Это сложное сознание. Вкратце обо всем не расскажешь. Тем более я не знаю, что вам известно из истории этой маленькой страны, а моя критика в адрес Швейцарии известна общественности. Но не получится ли так: критика в адрес Швейцарии – да, потому что я швейцарец. Критика в адрес ФРГ пожалуйста. Критика в адрес США с их нынешним безумным стремлением к господству – пожалуйста. А критику по отношению к СССР вы не захотите слушать?
______________________________
ЧТО СДЕЛАТЬ.
A) Сократите абзац фрагмента страницы, начинающийся словами «Это сложное сознание», сохранив его главные факты.
B) Продолжите фрагмент страницы после его последнего предложения.

ИЗВЛЕЧЁННЫЕ ДАННЫЕ.
______________________________
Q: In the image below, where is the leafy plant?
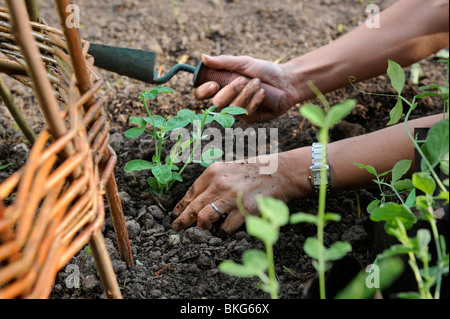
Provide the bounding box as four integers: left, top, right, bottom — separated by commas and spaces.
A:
291, 82, 356, 299
124, 86, 247, 194
219, 196, 289, 299
219, 83, 356, 298
355, 59, 449, 298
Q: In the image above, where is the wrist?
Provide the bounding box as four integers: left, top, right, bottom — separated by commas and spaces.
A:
279, 146, 314, 200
______________________________
ОТВЕТЫ К ЗАДАНИЯМ.
A) Тема сложная, и кратко о ней не рассказать. К тому же говорящий не знает, что слушателям известно об истории Швейцарии, а его критика Швейцарии известна публике. Он спрашивает, не выйдет ли так, что его критику Швейцарии, ФРГ и США с их стремлением к господству примут, а критику СССР слушать не захотят.

B)
К понятию нейтралитета. Это не отказ от личного мнения по политическим вопросам. Иначе бы мы с вами вообще не сидели здесь вместе за беседой. Нейтралитет – не нравственная норма, а государственное благоразумие. Когда Германия и Франция воевали между собой более ста лет тому назад, было разумным, что Швейцария как маленькая страна не вступала в союз ни с одной из воюющих сторон. Совершенно независимо от того, что у одних швейцарцев язык французский, а у других – немецкий, пакт с той или иной из воюющих сторон, вероятно, привел бы к расколу Швейцарской Конфедерации. И вообще, к чему союз с этими крупными нациями, с немцами или с французами? Ведь из истории известно, что меньший из партнеров в случае победы мало что получает, зато в случае поражения расплачивается сполна. Крестьянская мудрость!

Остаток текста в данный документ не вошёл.